> _THE TASK_: Using the line that contains "Locate the temple staircase" as the start, restate each line word for word through the final line of the material below, and return only those.

> _SUPPLIED ENTRIES_:
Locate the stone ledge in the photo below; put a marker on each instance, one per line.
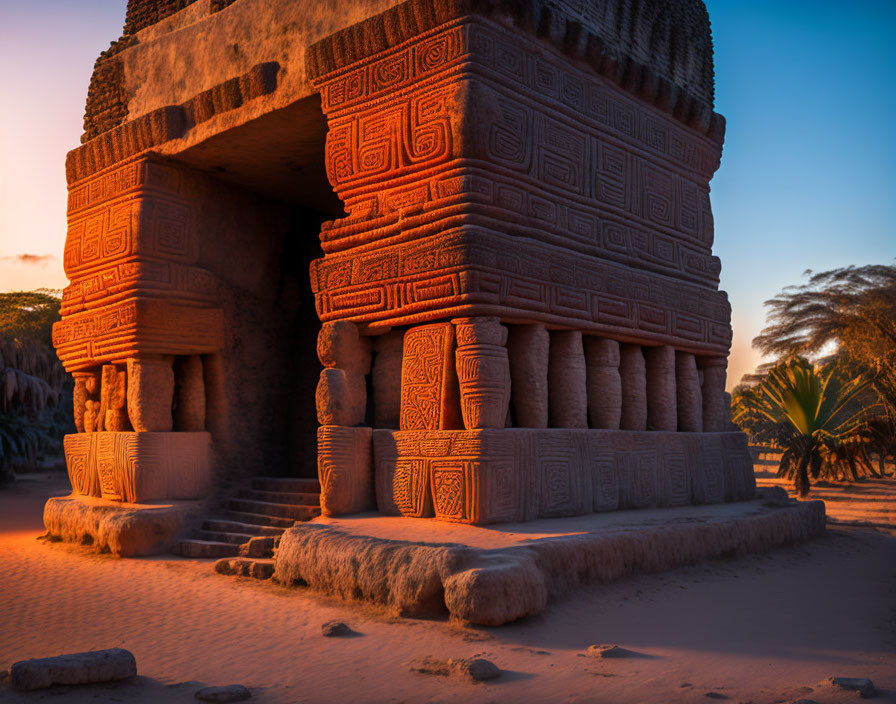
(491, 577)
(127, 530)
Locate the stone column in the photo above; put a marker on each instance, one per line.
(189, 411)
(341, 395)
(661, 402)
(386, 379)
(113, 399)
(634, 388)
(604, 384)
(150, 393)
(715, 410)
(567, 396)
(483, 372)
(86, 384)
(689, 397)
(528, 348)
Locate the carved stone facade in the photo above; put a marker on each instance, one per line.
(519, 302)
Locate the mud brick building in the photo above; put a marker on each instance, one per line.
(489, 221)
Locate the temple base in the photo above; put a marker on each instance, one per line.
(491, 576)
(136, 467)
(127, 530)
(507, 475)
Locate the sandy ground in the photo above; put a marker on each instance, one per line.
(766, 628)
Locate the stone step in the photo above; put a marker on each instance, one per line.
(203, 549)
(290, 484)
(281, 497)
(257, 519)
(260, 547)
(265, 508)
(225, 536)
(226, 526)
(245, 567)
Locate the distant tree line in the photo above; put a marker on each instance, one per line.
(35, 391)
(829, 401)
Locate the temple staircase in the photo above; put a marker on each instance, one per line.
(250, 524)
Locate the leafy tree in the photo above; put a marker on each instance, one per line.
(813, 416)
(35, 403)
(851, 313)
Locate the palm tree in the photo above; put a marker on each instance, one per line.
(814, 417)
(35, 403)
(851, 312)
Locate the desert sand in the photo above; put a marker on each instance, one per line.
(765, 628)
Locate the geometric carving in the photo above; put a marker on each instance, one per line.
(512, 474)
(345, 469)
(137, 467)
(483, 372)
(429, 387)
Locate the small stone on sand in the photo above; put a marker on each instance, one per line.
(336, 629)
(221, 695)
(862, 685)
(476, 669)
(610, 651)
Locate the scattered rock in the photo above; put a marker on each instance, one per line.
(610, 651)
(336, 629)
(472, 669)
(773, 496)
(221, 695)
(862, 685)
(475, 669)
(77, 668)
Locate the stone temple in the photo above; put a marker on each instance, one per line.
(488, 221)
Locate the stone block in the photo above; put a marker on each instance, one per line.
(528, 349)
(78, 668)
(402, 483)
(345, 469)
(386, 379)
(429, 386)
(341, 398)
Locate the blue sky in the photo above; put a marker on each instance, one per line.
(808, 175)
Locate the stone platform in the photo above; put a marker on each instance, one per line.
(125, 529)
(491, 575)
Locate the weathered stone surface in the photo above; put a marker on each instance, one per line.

> _SOLUTION_:
Locate the temple staircase in the photo above; put a marker on each instance, one per line.
(250, 524)
Locate the leafy tree in the photo above; put a marker on each instance, one per line.
(813, 416)
(35, 403)
(851, 313)
Locate the palm tree in the photo above; put a marker on each instance, one per line.
(814, 417)
(35, 403)
(851, 312)
Locate the desert sand in the photo above; put a marker on each instance, one per line.
(765, 628)
Locate the geometric carving in the photo above; put a marker on each instance, one per line.
(512, 474)
(345, 469)
(137, 467)
(483, 372)
(429, 387)
Locate the small stone on sand in the photo above; put a marker on each instance, one per line.
(336, 629)
(221, 695)
(862, 685)
(476, 669)
(610, 651)
Locate the scattered rock in the photo above; put a marker on each instance, one per line.
(610, 651)
(336, 629)
(472, 669)
(773, 496)
(221, 695)
(862, 685)
(475, 669)
(77, 668)
Locate the stone temple in the photo above; put a marker on each instance, one per line.
(488, 221)
Locate the stone block in the photo above; put a marker on each instance, one per line.
(528, 349)
(78, 668)
(402, 483)
(345, 469)
(386, 379)
(429, 386)
(341, 398)
Locate the blue sky in the photo above; put a marker on each instance, one per line.
(808, 175)
Locate the stone platform in the photo above; put a marker on each instance, one per line.
(125, 529)
(491, 575)
Locate the weathered stone surface in the photo above; put a marker on each instance, one per line.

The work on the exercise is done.